▶ _TEXTE FOURNI_

━━━━━━━━━━━━━━━━━━━━━━━━━━━━━━

La République attaquée par un transpalette (électrique)

 
 

Ce que les médias maastrichtiens aiment par-dessus tout, c'est ce qu’ils reprochent à leurs ennemis: l'amalgame.
 

  Ces temps-ci, chacun le voit dans les journaux, radios et télés du système: une seule hirondelle morveuse fait pour cette engeance le printemps des gilets-jaunes.
On a pu ainsi constater avec eux, et ce ad nauseam, combien un homophobe, un raciste, un antisémite, un complotiste surgissant parmi les gilets-jaunes faisait de tous les gilets-jaunes des coupables de ces crimes listés.

   Or, est-ce que le passé d'un joueur de poker, compagnon de quelques spécimens de la pègre marseillaise devenu ministre de l'Intérieur de Macron, fait de tous les ministres de Macron des joueurs de poker compagnons de la pègre marseillaise?
Je pense que même Castaner dirait que non...
C'est pourtant ainsi qu'on procède chez les ennemis des gilets-jaunes -car ils sont moins traités par eux en adversaires respectables et respectés qu'en ennemis à supprimer...

   Des gilets-jaunes ont lancé un transpalette électrique (donc écoresponsable et non polluant: un bon point pour eux...) contre la porte du ministère de Benjamin Griveaux.
La belle affaire!
Voici donc qu'en guise de résumé de ce nouveau samedi jaune, le transpalette est presque présenté par les journalistes comme un char d'assaut, un Rafale de la dernière génération, un sous-marin à propulsion nucléaire, un engin de guerre furtif, le dernier cri de la technologie meurtrière d’État, le petit bijou secret de Dassault.

  On nous dit également que le transpalette a été lancé contre la République en personne!
Tudieu... Si la République est mise en péril par un transpalette, soit le pouvoir du transpalette est grand, soit la République est bien faible, soit encore ceux qui tiennent ce genre de discours prennent leurs auditeurs pour des imbéciles.
Je penche plutôt pour cette dernière hypothèse...

━━━━━━━━━━━━━━━━━━━━━━━━━━━━━━

Pouvez-vous recopier mot pour mot le passage du texte sur le transpalette qui s'ouvre sur les mots contenant « Des gilets-jaunes ont lancé » et se clôt sur « La belle affaire! » ?

▶ _DONNÉES SOURCES_
━━━━━━━━━━━━━━━━━━━━━━━━━━━━━━

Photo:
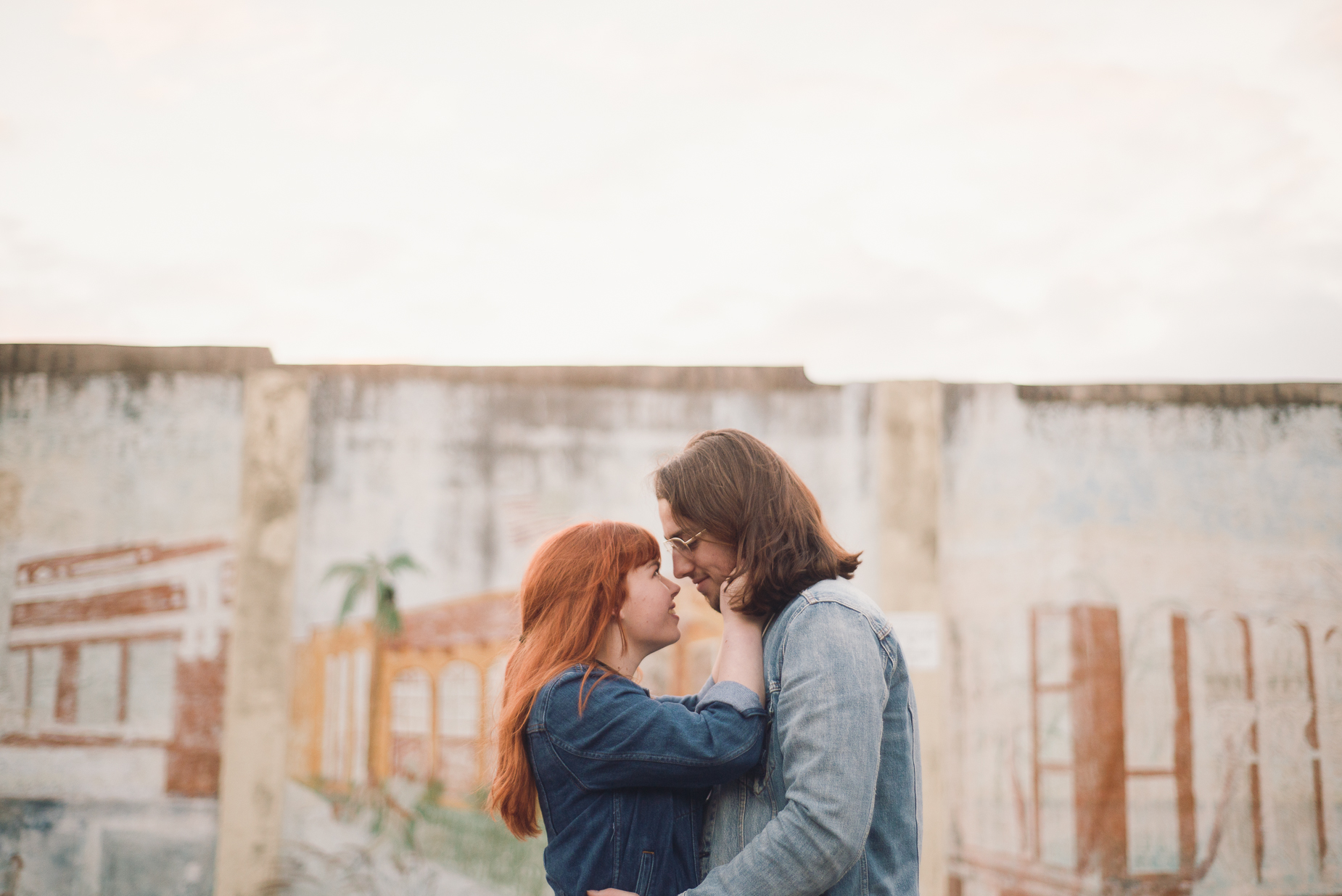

━━━━━━━━━━━━━━━━━━━━━━━━━━━━━━

▶ _RÉSULTAT_
Des gilets-jaunes ont lancé un transpalette électrique (donc écoresponsable et non polluant: un bon point pour eux...) contre la porte du ministère de Benjamin Griveaux.
La belle affaire!